What the exercise asks
In the records below, how many lines contain the string "white" with matching case? Tally them and reply with only the number.

Saved data entries
+ + + + + + +

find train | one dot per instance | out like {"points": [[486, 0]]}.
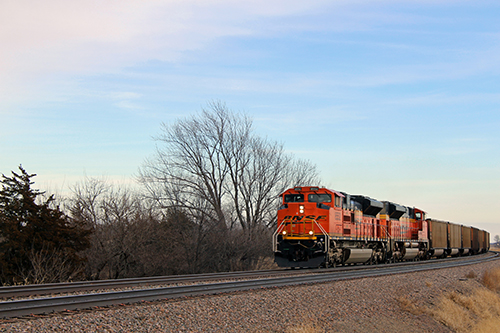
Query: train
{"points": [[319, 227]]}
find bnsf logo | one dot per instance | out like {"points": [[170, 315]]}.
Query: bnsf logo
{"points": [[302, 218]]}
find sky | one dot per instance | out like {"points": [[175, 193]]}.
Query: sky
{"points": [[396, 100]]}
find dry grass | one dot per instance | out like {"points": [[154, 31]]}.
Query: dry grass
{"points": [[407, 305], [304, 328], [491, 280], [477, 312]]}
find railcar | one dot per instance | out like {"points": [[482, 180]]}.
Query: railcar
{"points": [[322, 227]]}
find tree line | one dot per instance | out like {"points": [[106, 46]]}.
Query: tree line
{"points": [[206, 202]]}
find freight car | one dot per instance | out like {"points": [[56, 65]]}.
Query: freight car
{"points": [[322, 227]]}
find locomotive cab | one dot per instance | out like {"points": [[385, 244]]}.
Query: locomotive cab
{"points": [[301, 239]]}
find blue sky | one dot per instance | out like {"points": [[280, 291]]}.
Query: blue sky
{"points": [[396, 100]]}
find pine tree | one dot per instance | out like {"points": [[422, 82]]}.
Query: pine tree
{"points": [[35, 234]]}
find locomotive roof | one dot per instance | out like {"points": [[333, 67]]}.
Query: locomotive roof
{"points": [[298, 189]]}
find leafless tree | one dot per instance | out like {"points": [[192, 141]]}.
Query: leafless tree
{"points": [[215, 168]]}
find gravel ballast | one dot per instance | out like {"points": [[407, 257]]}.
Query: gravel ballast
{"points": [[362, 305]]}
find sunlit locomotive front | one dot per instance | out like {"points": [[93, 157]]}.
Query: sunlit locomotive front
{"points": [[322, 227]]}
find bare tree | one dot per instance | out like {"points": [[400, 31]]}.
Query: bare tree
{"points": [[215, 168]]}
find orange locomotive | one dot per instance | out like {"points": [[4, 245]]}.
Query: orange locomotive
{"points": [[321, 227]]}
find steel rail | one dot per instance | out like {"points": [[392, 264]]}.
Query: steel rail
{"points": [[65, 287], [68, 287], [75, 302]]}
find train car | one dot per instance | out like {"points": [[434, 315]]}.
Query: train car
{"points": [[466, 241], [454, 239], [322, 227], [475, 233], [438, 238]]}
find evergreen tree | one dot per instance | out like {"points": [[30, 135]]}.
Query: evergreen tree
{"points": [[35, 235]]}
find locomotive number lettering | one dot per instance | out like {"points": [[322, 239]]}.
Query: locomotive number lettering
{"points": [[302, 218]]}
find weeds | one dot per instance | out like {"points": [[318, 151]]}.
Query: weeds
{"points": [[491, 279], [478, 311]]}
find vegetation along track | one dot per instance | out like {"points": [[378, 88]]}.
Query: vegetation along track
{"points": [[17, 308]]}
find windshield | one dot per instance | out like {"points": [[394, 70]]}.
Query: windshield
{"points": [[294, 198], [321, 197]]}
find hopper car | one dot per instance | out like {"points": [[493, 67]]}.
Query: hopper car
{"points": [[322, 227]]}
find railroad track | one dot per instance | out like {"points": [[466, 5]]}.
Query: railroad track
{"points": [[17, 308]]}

+ + + + + + +

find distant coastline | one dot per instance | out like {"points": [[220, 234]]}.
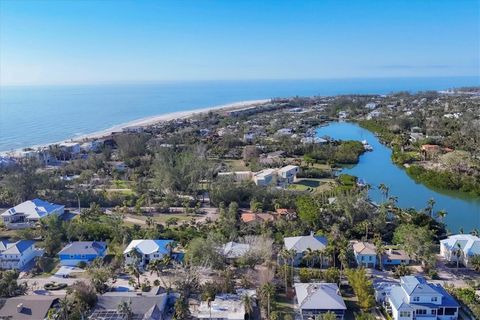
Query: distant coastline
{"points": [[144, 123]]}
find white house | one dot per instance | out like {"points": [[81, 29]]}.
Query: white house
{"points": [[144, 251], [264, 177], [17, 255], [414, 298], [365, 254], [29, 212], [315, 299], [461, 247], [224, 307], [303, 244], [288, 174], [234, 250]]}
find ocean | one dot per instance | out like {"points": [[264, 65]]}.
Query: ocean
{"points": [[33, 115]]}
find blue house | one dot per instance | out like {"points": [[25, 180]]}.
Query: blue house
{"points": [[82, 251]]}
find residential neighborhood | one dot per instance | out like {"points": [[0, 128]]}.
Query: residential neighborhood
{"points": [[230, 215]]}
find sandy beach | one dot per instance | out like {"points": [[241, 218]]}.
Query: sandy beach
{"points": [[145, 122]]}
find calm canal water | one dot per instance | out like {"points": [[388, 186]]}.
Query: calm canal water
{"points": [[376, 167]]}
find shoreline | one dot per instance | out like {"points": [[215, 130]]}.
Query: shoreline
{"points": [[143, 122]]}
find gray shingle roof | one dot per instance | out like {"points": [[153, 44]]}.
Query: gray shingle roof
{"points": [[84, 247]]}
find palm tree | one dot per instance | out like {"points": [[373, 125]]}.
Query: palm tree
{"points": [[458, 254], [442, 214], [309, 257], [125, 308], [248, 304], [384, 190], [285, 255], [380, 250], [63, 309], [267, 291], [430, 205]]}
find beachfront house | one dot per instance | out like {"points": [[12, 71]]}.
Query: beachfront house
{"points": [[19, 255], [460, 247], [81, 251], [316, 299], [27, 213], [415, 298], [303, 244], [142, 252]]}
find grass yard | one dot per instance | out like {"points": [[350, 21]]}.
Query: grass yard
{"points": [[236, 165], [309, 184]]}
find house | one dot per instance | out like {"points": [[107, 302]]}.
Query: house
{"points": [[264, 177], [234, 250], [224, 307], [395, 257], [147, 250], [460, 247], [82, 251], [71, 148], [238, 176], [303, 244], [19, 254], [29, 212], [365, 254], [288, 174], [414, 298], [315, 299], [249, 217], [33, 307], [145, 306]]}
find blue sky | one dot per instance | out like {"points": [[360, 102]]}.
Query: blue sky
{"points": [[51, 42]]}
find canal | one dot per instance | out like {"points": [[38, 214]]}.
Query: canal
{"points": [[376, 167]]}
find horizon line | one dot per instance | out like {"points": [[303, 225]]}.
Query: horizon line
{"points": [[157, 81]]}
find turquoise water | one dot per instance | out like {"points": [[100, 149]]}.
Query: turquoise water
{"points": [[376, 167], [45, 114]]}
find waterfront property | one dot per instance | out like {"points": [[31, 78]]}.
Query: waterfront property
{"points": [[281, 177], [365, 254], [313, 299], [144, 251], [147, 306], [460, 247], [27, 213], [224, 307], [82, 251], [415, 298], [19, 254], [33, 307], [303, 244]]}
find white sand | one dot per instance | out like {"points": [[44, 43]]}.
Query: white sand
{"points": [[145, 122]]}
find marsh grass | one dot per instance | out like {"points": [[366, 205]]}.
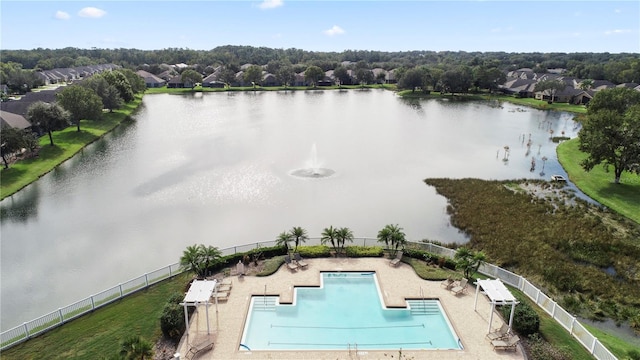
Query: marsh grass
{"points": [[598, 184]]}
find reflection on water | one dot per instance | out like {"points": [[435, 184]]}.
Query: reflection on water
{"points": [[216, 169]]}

+ + + + + + +

Completed exercise
4